-- Dataset excerpts --
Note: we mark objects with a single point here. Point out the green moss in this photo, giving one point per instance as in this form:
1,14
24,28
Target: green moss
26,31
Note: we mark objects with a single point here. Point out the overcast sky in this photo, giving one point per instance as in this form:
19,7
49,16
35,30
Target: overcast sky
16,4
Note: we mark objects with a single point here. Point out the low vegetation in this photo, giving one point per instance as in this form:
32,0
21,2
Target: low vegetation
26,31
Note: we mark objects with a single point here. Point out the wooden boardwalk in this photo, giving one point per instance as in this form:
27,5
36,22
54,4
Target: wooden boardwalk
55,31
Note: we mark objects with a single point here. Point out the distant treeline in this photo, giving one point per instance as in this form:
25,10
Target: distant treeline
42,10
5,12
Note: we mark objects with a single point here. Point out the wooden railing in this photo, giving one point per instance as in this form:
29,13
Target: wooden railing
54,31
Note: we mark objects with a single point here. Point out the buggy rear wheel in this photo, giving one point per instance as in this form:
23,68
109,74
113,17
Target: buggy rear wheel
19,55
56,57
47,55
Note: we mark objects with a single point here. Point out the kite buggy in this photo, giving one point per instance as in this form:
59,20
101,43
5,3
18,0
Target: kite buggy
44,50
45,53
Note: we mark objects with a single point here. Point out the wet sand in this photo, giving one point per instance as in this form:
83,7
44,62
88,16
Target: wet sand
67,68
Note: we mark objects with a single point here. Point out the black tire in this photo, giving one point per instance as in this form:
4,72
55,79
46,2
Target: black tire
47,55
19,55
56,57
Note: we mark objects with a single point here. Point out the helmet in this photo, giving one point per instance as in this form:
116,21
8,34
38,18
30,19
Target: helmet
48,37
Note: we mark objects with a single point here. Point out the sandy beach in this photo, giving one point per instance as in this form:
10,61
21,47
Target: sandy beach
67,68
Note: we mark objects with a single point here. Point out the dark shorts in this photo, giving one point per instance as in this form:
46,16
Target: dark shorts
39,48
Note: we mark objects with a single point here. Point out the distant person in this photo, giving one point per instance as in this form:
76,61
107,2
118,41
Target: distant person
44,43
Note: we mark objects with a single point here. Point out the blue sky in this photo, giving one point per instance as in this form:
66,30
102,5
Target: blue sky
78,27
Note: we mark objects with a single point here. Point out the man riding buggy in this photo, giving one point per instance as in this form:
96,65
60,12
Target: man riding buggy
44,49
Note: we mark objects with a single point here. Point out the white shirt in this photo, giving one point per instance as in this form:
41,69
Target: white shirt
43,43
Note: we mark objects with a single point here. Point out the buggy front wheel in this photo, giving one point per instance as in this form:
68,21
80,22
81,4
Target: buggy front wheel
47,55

-- What needs to be done --
Once you find the line containing "Target: black tire", copy it and every line after it through the end of the records, exactly as they stand.

-- Response area --
Target: black tire
47,55
19,55
56,57
Note: we mark objects with a single point here. Point out the helmet in this photo, giving one point per instance as in this form:
116,21
8,34
38,18
30,19
Target: helmet
48,37
Note: we mark objects with a single point here. Point out the sandy beach in this photo, giving one point per instance as in this form:
10,61
21,47
Target: sandy beach
67,68
Note: we mark objects with a single point here. Point out the dark shorts in this photo, giving one point per instance as in this form:
46,16
Target: dark shorts
39,48
Note: we mark objects with a single point here. Point out the distant person in this photo, giving one point per instance as in this form:
76,61
107,2
118,41
Target: distant person
44,43
Note: we mark objects with a single point here. Point out the blue sky in this photo, giving one point per instance as in this form:
66,30
102,5
Target: blue sky
78,27
Note: we mark objects with a single point here. Point out the man riding buggy in this photo, giving one point per instance as in this form:
96,65
60,12
Target: man riding buggy
44,49
Note: we mark objects with a single point here. Point out the white shirt in this photo, giving one point per instance as in this form:
41,69
Target: white shirt
43,43
Note: we mark objects with a single point here. Point out the buggy front wheel in this photo, giving one point per instance as in this form:
68,21
80,22
81,4
Target: buggy front wheel
47,55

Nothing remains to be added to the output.